Shape boundary entries
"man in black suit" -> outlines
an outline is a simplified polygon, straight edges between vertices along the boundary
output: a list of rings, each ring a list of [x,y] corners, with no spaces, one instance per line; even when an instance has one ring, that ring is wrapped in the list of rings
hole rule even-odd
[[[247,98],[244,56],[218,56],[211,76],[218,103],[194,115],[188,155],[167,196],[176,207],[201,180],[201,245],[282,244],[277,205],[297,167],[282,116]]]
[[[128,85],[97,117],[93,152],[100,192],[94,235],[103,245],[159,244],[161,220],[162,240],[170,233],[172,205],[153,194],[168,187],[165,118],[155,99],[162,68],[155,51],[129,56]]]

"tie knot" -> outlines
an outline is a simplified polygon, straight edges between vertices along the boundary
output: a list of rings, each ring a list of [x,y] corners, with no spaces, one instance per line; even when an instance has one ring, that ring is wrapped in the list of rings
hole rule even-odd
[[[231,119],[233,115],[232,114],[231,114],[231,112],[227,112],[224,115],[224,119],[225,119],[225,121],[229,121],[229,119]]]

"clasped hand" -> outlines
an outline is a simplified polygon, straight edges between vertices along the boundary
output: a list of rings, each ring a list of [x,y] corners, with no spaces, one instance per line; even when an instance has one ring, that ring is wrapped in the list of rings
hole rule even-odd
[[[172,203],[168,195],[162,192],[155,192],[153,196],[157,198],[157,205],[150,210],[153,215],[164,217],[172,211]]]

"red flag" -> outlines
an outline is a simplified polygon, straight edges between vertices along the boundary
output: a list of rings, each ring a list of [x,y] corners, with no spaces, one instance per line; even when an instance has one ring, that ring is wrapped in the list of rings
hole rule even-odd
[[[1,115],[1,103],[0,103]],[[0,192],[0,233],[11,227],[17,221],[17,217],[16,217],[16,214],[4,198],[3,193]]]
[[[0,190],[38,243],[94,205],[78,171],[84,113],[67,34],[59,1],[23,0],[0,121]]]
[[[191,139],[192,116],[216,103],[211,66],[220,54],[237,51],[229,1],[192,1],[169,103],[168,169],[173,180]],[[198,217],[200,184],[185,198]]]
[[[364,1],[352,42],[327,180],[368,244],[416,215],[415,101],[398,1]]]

= TASK STATEMENT =
Copy out the data shown above without altering anything.

= COMPLETE RESPONSE =
"man in black suit" -> outlines
an outline is a simplified polygon, straight edges between vertices along the boundary
output: a list of rings, each ring a list of [x,y] corners, with no spaces, one instance per line; even when an instance has one ring, that ring is wrapped in the list of rings
hole rule even-odd
[[[247,98],[244,56],[218,56],[211,76],[218,103],[194,115],[188,155],[167,196],[176,207],[201,180],[201,245],[282,244],[277,205],[297,167],[282,116]]]
[[[128,85],[97,117],[93,152],[100,192],[94,235],[103,245],[159,244],[161,220],[162,240],[170,233],[172,205],[153,194],[168,187],[165,118],[155,99],[162,68],[155,51],[129,56]]]

"tie knot" -> outlines
an outline is a simplified polygon, straight edges between vertices along the boundary
output: a list of rings, each ring a list of [x,y] corners, with no spaces, one instance per line; even when an instance has one ring, that ring is wrapped in the list of rings
hole rule even-odd
[[[231,119],[233,115],[232,114],[231,114],[231,112],[227,112],[224,115],[224,119],[225,119],[225,121],[229,121],[229,119]]]

"clasped hand" -> outlines
an outline is a simplified polygon, straight edges between vertices along the boundary
output: a list of rings, each ring a list of [x,y] corners, with no spaces, one instance per line; even when an instance has one ring, that ring is wrapped in the list of rings
hole rule even-odd
[[[172,203],[168,195],[162,192],[155,192],[153,196],[157,198],[157,205],[150,210],[153,215],[164,217],[172,211]]]

"red flag" -> outlines
an outline is a simplified polygon, straight edges between vertices along the boundary
output: a list of rings, each ring a list of [x,y] corners, with no spaces, one instance per line; even when an instance has one ring, that ring is wrapped in the list of rings
hole rule even-odd
[[[1,115],[1,103],[0,103]],[[0,192],[0,233],[11,227],[17,221],[17,217],[16,217],[16,214],[4,198],[3,193]]]
[[[0,190],[38,243],[94,205],[78,171],[84,113],[67,34],[59,1],[23,0],[0,121]]]
[[[191,139],[192,116],[216,103],[211,66],[220,54],[237,51],[229,1],[192,1],[169,103],[168,169],[173,180]],[[198,217],[200,184],[185,198]]]
[[[364,1],[352,42],[327,180],[368,244],[416,215],[415,101],[398,1]]]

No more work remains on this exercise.